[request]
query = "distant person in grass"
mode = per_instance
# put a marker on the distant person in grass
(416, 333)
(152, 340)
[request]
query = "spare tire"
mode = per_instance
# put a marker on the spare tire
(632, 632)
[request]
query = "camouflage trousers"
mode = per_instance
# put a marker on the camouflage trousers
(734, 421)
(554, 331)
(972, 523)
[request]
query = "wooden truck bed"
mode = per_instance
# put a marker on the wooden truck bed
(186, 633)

_ _ _ _ _

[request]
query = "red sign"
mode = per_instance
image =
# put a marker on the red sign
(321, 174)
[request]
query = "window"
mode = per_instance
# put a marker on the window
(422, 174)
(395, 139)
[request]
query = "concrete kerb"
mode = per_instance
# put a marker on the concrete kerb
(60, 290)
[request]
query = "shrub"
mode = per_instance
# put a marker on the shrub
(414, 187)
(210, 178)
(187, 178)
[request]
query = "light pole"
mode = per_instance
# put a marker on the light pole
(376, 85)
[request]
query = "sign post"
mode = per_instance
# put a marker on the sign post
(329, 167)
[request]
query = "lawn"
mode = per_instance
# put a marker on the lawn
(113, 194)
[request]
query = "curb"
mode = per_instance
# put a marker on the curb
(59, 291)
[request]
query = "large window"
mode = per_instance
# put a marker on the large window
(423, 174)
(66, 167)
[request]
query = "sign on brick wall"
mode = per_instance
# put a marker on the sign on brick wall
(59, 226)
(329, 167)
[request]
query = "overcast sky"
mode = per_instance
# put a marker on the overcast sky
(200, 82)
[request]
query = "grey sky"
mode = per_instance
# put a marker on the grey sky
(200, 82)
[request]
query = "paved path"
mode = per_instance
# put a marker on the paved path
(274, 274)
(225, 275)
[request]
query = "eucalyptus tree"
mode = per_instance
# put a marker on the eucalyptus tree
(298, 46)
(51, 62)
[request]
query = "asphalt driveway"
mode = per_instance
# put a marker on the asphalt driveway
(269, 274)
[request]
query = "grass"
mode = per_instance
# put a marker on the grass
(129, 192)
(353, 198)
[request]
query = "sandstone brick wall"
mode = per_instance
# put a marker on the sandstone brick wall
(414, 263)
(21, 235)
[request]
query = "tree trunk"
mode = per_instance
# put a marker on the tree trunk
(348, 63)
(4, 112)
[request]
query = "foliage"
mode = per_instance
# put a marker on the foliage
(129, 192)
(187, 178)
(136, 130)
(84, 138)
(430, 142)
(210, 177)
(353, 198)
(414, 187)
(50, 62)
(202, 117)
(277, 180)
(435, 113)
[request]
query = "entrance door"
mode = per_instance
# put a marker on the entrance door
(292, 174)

_ _ _ _ _

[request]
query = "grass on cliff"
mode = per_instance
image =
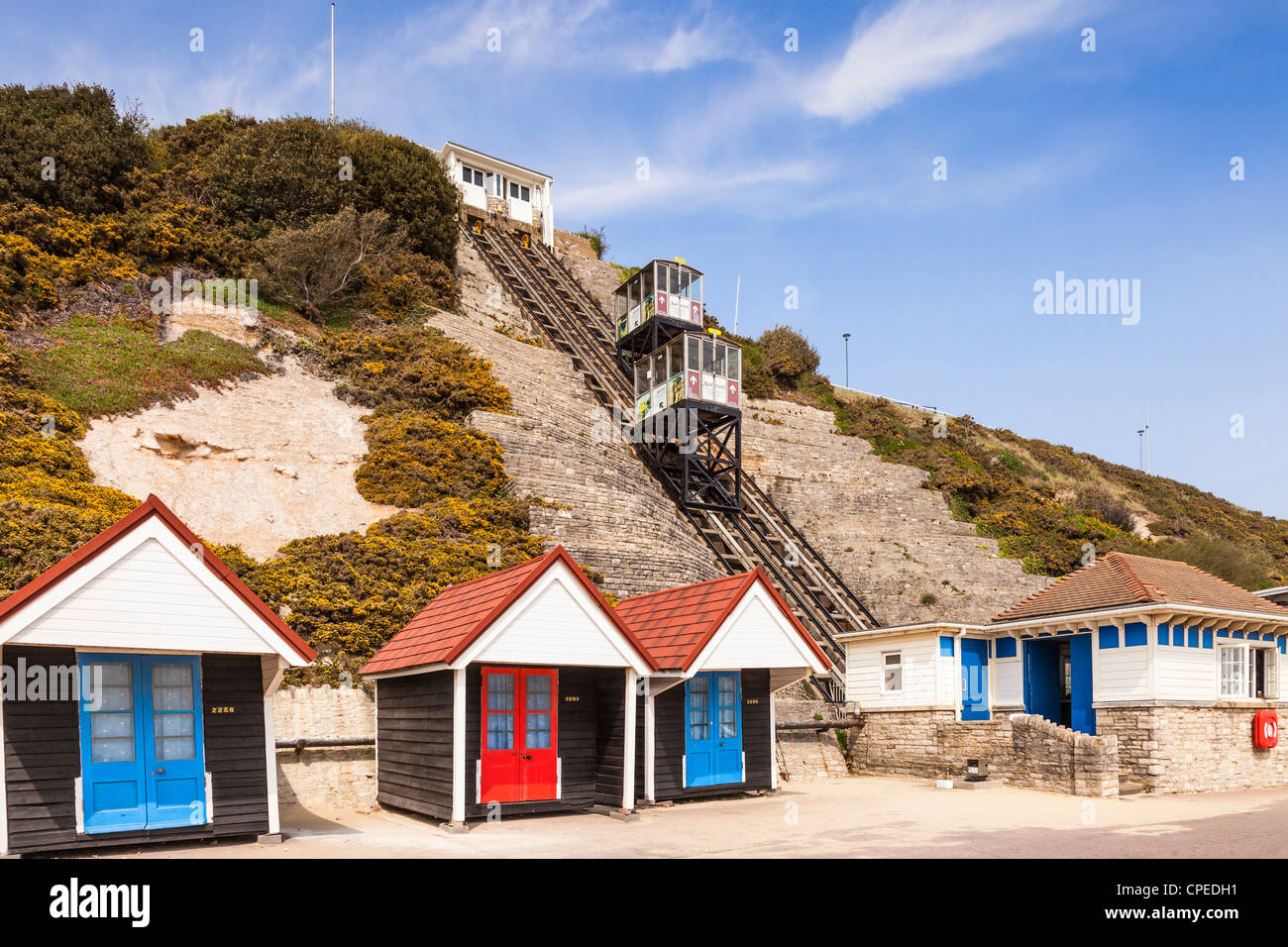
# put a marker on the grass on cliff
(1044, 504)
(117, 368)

_ _ _ _ _

> [The task]: Identify each line above that contains the word "door" and copy those lines out in full.

> [Finished task]:
query = "entrance door"
# put a marker on the entrance door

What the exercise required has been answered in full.